Task instructions:
For each statement, say yes or no to whether it agrees with the forum thread below, and quote the words from the thread that decide it. (a) The first poster has been told the salary for the post is negotiable. (b) The first poster was a victim of violent crime while living in Botswana. (c) The second poster says Welkom had about ten restaurants in the early 80's.

Page extract:

· · · · ·

# Relocating to Welkpm, Free State - lots of questions!



## scazman (Jul 6, 2008)

Hi there. I have a job interview at a school in Welkom, FreeState next month for a post of Deputy Head at an independent school. The school looks really nice and like somewhere where I could happily work. I do have lots of questions though that need answering so that I can make an informed decision of I'm offered the job. 

Firstly, unlike here in the UK the salary isn't identified on the advert and I have been told that it is negociable. Would anyone be able to let me know what sort of salary such a position might attract? I've checked out the rates in the state sector and I assume the private sector pays significnatly more? 

Secondly, I have no idea what Welkom, or the surrounding area is like. I am married to a Zambian and our son is mixed race and thus I have some concerns about moving to an area in SA where things have not changed much since the Apartheid era! One friend of mine as told me that Welkom is 'deeply conservative' which is code for racist - is this the case? If it is are there more tolerant locations within a 30km radius? 

Thirdly, I am assuming that security issues will not be as prevelant in Welkom as in places like Jo'burg or Pretoria but this is just guesswork. 

I have spent a few years living in Botswana and have encountered the downside to life in Southern Africa although fortunately I have never been the victim of violent crime. I am excited by the prospect of returning to a wonderful part of the world and to a lifestyle that I loved but before my family make such a big decision we need to be well informed!

All advice is welcome!


----------



## synthia (Apr 18, 2007)

I lived in Welkom in the early 80's, when the price of gold was high and things were booming. There were still only about five restaurants in town. I enjoyed it, but I was there during apartheid, when most professional jobs were filled by expats. It was fun to be working with people from all over the world, to be able to drive 1 1/2 hours to a small game reserve, to have six weeks vacation to use seeing SA and neighboring nations. during the time I was there, the white population was beginning to accept the inevitability of change, and it was fascinating to see them examine really deeply held beliefs and to see attitudes begin to change.

· · · · ·

[Dataset records]

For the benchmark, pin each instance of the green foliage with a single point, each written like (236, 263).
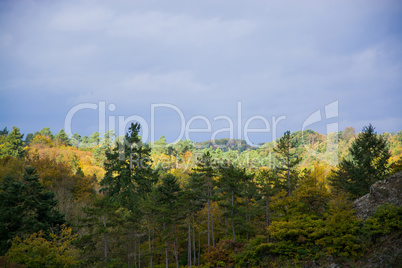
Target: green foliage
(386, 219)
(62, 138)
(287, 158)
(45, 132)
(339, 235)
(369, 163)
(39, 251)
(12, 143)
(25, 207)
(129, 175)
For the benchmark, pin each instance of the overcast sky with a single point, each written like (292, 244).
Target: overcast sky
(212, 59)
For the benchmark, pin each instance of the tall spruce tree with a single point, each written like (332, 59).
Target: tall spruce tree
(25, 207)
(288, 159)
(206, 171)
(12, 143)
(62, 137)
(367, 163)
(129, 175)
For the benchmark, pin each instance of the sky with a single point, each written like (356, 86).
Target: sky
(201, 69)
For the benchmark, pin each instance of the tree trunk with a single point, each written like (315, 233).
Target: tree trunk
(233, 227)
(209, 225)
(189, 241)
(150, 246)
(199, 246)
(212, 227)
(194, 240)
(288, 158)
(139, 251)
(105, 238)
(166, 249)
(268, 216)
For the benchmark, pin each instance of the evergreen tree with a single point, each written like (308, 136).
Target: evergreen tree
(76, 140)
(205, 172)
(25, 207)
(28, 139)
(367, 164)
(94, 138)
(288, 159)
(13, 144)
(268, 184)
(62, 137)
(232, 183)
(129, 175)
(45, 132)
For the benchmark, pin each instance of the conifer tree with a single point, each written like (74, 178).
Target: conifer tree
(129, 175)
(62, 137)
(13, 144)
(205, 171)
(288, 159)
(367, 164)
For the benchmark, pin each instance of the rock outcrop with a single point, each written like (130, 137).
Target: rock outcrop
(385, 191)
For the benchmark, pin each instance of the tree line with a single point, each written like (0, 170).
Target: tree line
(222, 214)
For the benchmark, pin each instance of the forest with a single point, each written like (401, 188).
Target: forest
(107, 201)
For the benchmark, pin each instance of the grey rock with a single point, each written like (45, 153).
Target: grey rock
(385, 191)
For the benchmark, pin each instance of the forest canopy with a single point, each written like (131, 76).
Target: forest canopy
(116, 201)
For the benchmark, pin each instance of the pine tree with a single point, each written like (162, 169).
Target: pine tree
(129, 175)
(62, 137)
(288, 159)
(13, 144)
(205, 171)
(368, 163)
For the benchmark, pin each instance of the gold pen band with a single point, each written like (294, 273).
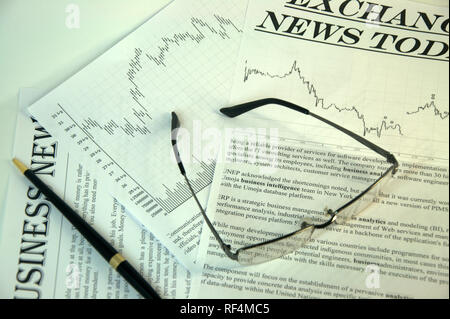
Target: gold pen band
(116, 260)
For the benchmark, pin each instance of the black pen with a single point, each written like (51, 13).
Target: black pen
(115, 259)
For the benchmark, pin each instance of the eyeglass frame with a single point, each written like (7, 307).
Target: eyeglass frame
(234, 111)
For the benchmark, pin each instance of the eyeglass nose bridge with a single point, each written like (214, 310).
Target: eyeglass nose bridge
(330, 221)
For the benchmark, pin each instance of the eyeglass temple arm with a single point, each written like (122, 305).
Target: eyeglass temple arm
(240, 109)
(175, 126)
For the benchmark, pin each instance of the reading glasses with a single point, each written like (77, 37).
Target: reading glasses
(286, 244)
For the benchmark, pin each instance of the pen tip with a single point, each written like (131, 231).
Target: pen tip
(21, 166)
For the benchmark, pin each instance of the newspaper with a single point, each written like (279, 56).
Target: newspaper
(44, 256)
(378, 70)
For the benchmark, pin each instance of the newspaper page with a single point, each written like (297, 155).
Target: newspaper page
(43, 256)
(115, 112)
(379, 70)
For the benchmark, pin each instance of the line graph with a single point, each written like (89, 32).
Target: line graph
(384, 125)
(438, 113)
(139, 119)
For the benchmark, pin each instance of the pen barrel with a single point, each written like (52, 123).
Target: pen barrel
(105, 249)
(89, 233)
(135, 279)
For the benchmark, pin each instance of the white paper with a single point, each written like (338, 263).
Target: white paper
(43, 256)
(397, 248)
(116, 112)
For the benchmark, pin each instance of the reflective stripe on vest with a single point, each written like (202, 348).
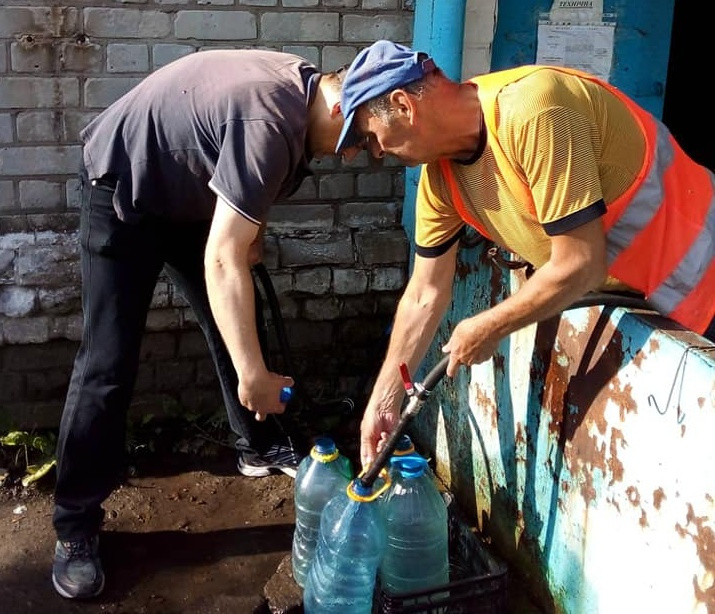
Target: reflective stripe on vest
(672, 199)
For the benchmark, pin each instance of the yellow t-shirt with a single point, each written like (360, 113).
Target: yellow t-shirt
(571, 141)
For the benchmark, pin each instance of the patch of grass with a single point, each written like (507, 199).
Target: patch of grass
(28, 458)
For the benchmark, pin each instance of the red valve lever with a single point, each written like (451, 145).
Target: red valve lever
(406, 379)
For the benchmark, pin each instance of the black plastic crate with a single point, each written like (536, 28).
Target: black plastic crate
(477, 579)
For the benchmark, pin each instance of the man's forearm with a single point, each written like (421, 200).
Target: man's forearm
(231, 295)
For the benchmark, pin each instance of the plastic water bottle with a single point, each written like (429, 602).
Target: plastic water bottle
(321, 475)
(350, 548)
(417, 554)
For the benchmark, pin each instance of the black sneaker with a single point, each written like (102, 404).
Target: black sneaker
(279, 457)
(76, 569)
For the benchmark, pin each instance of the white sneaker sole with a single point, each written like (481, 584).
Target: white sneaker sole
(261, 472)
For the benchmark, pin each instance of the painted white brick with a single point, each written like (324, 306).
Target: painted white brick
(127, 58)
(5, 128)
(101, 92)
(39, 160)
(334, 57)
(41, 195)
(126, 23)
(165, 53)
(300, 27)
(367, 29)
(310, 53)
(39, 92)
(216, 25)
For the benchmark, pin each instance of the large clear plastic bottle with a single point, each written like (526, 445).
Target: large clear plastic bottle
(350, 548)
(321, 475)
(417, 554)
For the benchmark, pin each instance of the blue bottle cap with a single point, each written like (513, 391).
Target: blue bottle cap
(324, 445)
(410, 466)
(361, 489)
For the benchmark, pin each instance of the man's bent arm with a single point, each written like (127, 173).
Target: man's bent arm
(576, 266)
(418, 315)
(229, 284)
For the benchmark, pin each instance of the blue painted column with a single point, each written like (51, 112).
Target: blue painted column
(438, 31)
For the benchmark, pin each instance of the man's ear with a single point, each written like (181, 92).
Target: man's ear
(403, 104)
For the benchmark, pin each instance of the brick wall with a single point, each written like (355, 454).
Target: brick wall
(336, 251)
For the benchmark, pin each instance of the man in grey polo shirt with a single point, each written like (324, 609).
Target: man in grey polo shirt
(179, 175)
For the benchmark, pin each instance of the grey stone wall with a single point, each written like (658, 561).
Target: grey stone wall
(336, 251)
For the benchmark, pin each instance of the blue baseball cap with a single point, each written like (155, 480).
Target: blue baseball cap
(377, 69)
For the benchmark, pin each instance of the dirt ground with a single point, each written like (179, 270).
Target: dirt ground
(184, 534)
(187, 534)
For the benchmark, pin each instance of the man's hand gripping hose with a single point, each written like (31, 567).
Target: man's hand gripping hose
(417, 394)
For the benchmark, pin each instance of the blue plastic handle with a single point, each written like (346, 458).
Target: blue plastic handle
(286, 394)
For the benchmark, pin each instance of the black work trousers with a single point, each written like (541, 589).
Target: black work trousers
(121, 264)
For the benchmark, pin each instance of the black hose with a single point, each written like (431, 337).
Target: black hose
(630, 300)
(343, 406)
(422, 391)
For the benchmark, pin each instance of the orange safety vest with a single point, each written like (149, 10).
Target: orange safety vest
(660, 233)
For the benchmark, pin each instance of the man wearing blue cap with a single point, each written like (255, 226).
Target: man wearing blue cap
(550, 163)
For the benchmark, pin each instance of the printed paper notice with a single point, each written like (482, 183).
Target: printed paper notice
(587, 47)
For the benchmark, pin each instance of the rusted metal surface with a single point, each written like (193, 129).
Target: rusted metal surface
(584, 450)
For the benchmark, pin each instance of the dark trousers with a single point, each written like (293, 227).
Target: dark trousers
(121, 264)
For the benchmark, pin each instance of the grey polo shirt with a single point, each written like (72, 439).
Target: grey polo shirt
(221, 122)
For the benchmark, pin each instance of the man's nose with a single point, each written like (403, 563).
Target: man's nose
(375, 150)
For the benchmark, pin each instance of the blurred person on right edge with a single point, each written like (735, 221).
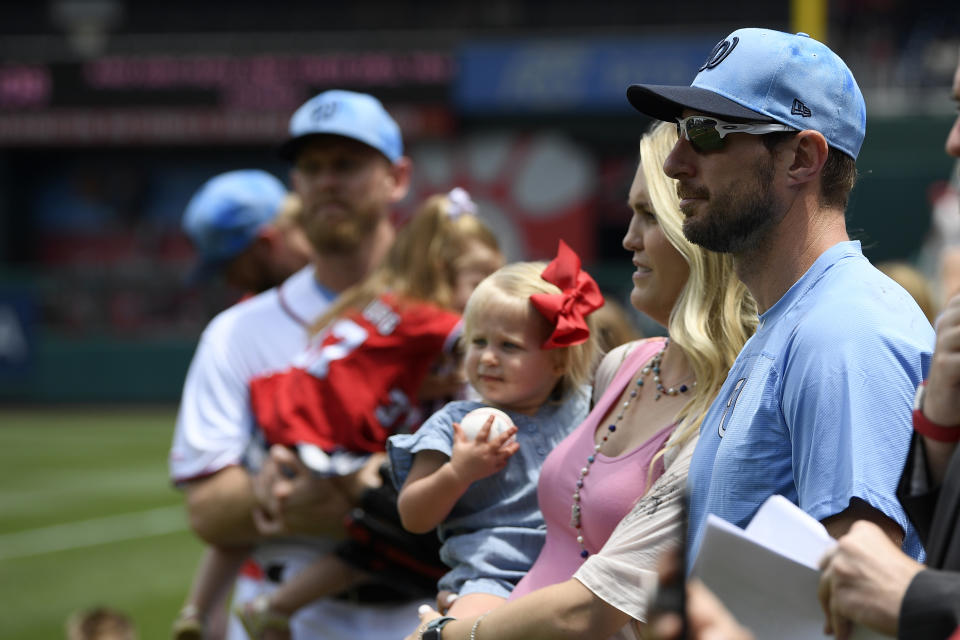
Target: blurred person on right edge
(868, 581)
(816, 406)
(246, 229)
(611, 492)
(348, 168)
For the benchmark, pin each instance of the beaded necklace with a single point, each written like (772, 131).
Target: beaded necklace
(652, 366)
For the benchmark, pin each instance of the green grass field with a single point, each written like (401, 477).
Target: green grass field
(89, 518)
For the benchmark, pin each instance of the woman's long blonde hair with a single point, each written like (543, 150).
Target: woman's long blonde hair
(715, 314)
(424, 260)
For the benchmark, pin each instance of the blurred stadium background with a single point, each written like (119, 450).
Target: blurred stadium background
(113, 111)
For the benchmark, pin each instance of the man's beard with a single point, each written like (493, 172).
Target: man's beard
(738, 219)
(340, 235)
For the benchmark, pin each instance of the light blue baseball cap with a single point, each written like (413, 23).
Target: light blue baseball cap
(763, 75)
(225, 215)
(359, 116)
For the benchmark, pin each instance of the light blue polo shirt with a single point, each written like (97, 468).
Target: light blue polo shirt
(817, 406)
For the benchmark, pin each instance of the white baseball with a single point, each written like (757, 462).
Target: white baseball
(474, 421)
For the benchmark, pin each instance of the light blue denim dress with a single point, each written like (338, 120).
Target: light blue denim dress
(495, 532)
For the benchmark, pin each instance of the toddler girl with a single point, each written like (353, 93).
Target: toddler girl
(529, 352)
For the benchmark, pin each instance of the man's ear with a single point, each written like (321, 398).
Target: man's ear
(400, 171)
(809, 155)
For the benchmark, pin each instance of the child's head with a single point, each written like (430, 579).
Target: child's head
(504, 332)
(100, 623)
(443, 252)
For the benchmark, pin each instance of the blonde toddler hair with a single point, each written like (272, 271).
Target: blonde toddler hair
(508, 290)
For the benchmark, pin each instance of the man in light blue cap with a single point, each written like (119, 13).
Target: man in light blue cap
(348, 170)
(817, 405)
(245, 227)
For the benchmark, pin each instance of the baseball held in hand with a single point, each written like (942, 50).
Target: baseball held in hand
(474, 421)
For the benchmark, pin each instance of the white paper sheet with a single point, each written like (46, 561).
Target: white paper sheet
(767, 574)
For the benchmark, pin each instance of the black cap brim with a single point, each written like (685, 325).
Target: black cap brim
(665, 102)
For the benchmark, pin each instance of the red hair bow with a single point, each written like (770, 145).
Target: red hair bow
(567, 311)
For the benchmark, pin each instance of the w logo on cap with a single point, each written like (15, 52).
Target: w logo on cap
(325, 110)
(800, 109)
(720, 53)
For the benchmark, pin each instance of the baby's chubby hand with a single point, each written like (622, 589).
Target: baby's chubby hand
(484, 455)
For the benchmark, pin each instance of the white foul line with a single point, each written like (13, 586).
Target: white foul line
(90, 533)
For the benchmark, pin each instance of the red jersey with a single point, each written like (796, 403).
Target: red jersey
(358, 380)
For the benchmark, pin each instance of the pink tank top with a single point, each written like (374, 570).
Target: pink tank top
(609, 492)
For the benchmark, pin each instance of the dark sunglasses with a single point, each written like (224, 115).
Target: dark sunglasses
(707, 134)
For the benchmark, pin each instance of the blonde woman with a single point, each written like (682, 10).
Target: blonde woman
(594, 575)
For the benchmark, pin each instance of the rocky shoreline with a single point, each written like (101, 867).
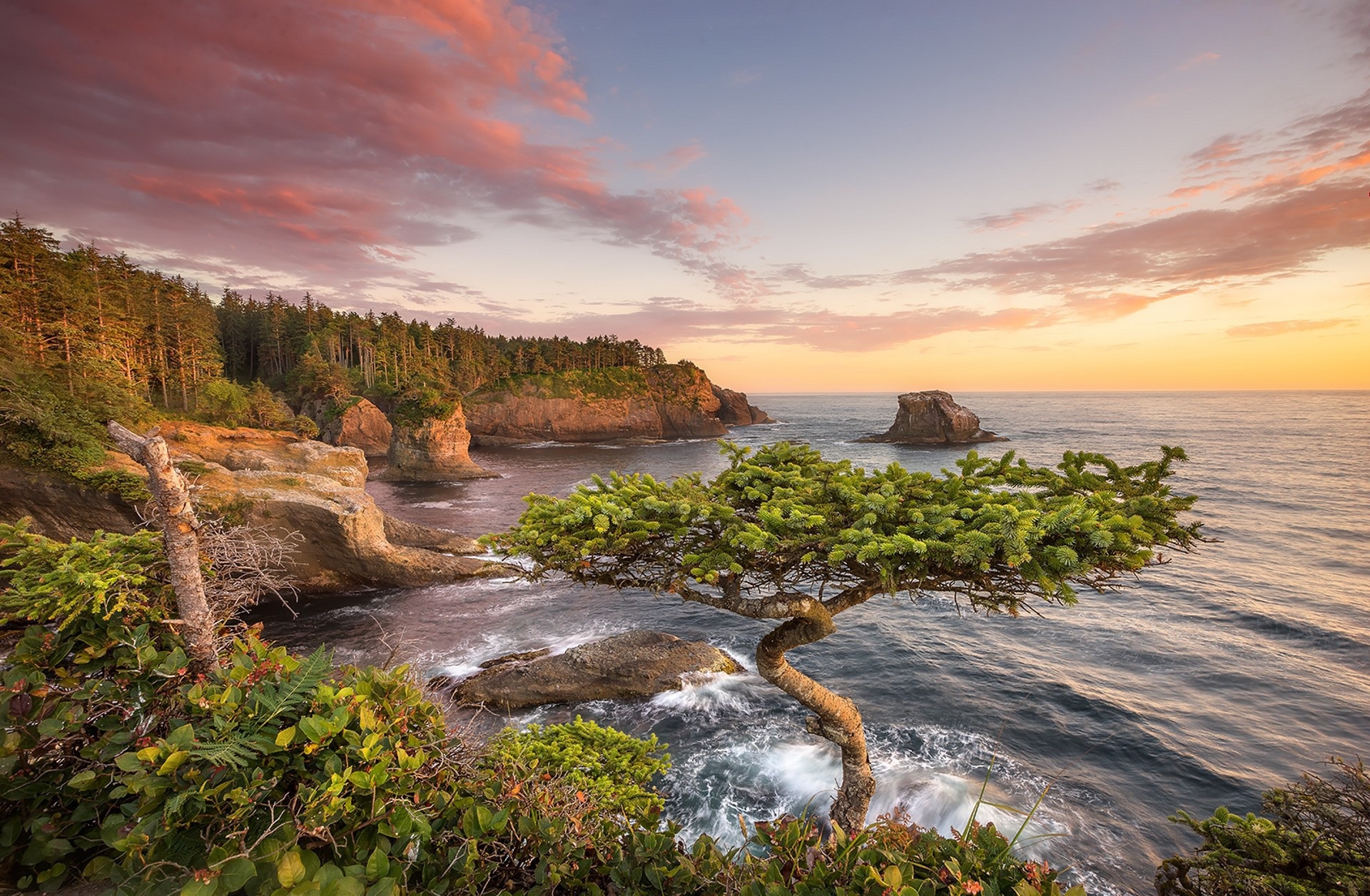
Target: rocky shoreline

· · · · ·

Answer:
(a) Yes: "I have been told that it is negociable"
(b) No: "fortunately I have never been the victim of violent crime"
(c) No: "There were still only about five restaurants in town."